* **EXTRACT PROVIDED**
******************************
Yes: hiding malware.

https://softwareengineering.stackexchange.com/questions/1113...

More generally, https://stackoverflow.com/a/1764933/1462221 points out that DNA implements a very big and complicated quine.

I feel that a groundbreaking use of quines is simply yet to be realized. I have a feeling they will show up in AI (if not intentionally!).

Does DNA encode it's own logic? That seems testable.

One of the answers from your first link gives a link to this excellent article

https://link.springer.com/chapter/10.1007%2F978-3-540-92273-...

on "autocatalitic quines". The Introduction section explains very nice the history of uses of quines in artificial life.

There are some weird parts though in all this, namely that we may think about different life properties in terms of quines:

1) Metabolism, where you take one program, consume it and produce the same program

2) Replication, where you take one program, consume it and produce two copies.

But what about

3) Death

I thought about this a lot during my chemlambda alife project, where I have a notion of a quine which might be interesting, seen the turn of these comments.

A chemlambda molecule is a particular trivalent graph (imagine a set of real molecules, the graphs don't have to be connected), chemical reactions are rewrites, like in reality, when if there is a certain pattern detected (by an enzyme, say) then the patern is rewritten.

There are two extremes in the class of possible algorithms. One extreme is the deterministic one, where rewrites are done whenever possible, in the order of preference from a list, so that the possible conflicting patterns are always solved in the same way. The other extreme is the purely random one, where patterns are randomly detected and then executed or not acording to a coin toss.

Now, a quine in this world is by definition a graph which has a periodic evolution under the deterministic algorithm.

The interesting thing is that a quine, under the random algorithm, has some nice properties, among them that it has a metabolism, can self-replicate and it can also die.

Here is how a quine dies. Simple situation. Take a chemlambda quine of period 1. Suppose that there are two types of rewrites, the (+) one which turns a pattern of 2 nodes into a pattern of 4 nodes, the other (-) which turns a pattern of 2 nodes into a pattern of 0 nodes (by gluing the 4 remaining dangling links in the graph).
******************************
* **PROVIDED RECORDS**
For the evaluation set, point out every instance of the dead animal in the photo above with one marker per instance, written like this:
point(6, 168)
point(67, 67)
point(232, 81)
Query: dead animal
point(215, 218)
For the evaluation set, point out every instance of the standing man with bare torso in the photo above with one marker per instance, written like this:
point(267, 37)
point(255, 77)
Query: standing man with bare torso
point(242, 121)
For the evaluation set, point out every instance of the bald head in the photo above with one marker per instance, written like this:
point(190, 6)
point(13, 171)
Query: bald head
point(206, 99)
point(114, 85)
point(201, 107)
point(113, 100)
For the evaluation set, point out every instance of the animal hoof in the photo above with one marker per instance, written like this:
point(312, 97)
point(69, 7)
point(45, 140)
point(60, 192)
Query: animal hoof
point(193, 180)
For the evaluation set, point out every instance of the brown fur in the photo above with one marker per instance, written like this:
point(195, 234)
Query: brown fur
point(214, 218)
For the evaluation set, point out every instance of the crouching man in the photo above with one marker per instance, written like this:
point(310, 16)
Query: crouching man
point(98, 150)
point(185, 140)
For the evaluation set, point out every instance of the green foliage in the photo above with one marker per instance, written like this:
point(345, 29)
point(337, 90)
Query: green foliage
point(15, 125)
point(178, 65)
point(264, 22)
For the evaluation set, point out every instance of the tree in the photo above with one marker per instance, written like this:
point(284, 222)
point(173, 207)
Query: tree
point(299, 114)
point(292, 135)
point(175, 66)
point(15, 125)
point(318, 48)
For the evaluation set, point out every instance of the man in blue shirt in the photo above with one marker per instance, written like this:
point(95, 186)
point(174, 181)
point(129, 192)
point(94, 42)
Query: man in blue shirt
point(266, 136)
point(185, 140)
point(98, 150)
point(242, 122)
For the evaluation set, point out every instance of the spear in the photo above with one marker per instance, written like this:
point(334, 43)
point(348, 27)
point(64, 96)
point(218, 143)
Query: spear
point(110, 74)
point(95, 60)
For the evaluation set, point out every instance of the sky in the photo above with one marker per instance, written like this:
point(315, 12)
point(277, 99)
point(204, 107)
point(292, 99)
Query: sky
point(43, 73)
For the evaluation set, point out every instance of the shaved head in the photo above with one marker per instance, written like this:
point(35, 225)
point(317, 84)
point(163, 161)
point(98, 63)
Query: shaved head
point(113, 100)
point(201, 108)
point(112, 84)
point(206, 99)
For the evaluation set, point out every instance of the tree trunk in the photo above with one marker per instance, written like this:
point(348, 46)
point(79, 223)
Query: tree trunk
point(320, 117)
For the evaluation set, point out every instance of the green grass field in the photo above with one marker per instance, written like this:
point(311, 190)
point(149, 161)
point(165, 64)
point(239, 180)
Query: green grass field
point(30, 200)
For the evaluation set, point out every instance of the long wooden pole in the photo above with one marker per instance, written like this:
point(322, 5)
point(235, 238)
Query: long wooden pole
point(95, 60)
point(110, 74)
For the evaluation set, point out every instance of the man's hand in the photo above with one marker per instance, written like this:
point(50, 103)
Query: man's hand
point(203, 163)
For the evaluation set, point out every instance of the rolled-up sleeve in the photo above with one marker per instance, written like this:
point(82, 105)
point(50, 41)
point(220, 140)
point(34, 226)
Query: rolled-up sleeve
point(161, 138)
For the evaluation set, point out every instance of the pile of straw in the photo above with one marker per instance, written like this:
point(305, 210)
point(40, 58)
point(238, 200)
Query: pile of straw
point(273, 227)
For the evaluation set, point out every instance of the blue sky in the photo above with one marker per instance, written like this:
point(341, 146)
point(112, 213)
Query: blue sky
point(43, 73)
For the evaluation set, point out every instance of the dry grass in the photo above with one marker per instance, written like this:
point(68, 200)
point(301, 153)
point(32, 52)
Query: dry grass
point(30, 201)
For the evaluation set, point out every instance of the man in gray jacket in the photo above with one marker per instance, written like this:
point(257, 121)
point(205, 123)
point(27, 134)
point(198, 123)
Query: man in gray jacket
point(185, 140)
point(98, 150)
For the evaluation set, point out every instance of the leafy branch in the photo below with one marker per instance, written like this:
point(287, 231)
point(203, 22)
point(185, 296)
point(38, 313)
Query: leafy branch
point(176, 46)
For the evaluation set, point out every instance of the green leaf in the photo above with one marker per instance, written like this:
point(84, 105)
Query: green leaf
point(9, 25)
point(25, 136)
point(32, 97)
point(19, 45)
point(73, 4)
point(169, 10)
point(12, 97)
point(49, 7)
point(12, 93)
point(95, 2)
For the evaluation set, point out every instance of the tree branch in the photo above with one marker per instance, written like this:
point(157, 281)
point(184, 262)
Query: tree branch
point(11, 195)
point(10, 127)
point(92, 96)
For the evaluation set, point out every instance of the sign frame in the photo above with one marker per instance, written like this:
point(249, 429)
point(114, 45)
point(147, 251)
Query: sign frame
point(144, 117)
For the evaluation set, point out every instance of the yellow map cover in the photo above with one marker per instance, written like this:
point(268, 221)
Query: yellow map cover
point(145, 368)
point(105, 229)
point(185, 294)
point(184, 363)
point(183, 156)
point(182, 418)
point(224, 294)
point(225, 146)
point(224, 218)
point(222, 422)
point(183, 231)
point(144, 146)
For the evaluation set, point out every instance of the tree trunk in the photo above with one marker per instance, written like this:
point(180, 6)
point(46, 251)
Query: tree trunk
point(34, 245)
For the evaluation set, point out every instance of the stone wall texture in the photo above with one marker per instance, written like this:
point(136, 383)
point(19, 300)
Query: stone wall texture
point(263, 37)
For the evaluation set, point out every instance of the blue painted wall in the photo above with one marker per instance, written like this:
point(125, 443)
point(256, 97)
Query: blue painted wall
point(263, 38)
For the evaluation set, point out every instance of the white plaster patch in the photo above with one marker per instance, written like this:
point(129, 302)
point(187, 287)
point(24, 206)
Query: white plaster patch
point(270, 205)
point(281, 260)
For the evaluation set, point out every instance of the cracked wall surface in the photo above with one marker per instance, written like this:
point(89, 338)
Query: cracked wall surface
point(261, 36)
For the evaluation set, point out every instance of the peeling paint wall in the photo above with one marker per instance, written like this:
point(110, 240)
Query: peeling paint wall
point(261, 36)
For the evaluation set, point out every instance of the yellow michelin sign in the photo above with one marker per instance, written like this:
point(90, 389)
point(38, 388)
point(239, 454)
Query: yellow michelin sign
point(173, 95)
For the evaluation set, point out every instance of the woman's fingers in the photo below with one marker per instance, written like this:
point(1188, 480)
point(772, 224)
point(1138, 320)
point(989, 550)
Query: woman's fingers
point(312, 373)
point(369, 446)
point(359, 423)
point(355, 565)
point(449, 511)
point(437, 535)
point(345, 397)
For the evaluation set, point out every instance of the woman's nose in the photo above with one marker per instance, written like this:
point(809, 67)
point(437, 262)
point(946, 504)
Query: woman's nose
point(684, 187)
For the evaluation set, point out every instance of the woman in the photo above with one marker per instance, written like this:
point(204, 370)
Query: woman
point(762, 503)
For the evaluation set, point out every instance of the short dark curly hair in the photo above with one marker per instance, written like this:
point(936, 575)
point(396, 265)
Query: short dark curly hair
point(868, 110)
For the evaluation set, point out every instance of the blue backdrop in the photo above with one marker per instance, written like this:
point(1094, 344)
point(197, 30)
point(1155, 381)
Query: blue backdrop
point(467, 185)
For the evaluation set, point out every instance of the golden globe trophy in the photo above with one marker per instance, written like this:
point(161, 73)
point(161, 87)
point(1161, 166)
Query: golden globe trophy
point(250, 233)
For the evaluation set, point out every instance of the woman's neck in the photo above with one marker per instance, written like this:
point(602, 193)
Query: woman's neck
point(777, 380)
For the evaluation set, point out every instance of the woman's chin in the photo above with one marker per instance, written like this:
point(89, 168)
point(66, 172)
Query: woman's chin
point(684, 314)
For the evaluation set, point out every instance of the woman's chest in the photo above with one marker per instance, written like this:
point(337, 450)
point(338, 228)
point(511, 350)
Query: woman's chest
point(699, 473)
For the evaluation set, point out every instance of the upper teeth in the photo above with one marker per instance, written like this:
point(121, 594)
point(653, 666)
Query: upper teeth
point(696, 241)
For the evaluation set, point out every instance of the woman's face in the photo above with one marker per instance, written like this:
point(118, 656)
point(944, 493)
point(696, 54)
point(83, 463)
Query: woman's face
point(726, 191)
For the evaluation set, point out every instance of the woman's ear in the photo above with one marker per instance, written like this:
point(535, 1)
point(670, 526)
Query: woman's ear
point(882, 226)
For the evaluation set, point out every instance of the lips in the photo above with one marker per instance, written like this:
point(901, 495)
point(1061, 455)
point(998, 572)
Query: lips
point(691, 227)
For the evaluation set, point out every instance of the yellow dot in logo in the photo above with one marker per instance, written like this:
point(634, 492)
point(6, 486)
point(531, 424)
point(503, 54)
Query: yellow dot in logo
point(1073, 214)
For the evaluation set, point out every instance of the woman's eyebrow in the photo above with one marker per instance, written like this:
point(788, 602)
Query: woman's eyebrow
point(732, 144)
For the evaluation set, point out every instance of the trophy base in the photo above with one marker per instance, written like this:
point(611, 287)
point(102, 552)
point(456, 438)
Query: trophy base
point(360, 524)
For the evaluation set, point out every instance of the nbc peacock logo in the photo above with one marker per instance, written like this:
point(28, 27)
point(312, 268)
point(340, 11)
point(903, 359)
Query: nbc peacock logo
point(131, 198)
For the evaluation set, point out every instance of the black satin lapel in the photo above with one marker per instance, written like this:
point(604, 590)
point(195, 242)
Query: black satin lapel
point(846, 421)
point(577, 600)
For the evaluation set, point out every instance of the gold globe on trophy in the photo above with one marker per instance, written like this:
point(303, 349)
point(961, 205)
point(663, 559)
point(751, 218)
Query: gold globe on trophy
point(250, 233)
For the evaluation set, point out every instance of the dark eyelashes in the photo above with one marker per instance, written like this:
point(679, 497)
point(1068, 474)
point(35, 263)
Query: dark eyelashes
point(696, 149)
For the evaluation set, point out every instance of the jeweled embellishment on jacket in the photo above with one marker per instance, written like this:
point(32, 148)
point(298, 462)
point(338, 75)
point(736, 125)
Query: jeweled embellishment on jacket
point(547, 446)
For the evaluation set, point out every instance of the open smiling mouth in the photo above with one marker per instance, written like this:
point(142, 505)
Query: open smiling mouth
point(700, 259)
******************************
Print out the entire comment thread on quines, word for word, from its first line to its last.

Yes: hiding malware.

https://softwareengineering.stackexchange.com/questions/1113...

More generally, https://stackoverflow.com/a/1764933/1462221 points out that DNA implements a very big and complicated quine.

I feel that a groundbreaking use of quines is simply yet to be realized. I have a feeling they will show up in AI (if not intentionally!).

Does DNA encode it's own logic? That seems testable.

One of the answers from your first link gives a link to this excellent article

https://link.springer.com/chapter/10.1007%2F978-3-540-92273-...

on "autocatalitic quines". The Introduction section explains very nice the history of uses of quines in artificial life.

There are some weird parts though in all this, namely that we may think about different life properties in terms of quines:

1) Metabolism, where you take one program, consume it and produce the same program

2) Replication, where you take one program, consume it and produce two copies.

But what about

3) Death

I thought about this a lot during my chemlambda alife project, where I have a notion of a quine which might be interesting, seen the turn of these comments.

A chemlambda molecule is a particular trivalent graph (imagine a set of real molecules, the graphs don't have to be connected), chemical reactions are rewrites, like in reality, when if there is a certain pattern detected (by an enzyme, say) then the patern is rewritten.

There are two extremes in the class of possible algorithms. One extreme is the deterministic one, where rewrites are done whenever possible, in the order of preference from a list, so that the possible conflicting patterns are always solved in the same way. The other extreme is the purely random one, where patterns are randomly detected and then executed or not acording to a coin toss.

Now, a quine in this world is by definition a graph which has a periodic evolution under the deterministic algorithm.

The interesting thing is that a quine, under the random algorithm, has some nice properties, among them that it has a metabolism, can self-replicate and it can also die.

Here is how a quine dies. Simple situation. Take a chemlambda quine of period 1. Suppose that there are two types of rewrites, the (+) one which turns a pattern of 2 nodes into a pattern of 4 nodes, the other (-) which turns a pattern of 2 nodes into a pattern of 0 nodes (by gluing the 4 remaining dangling links in the graph).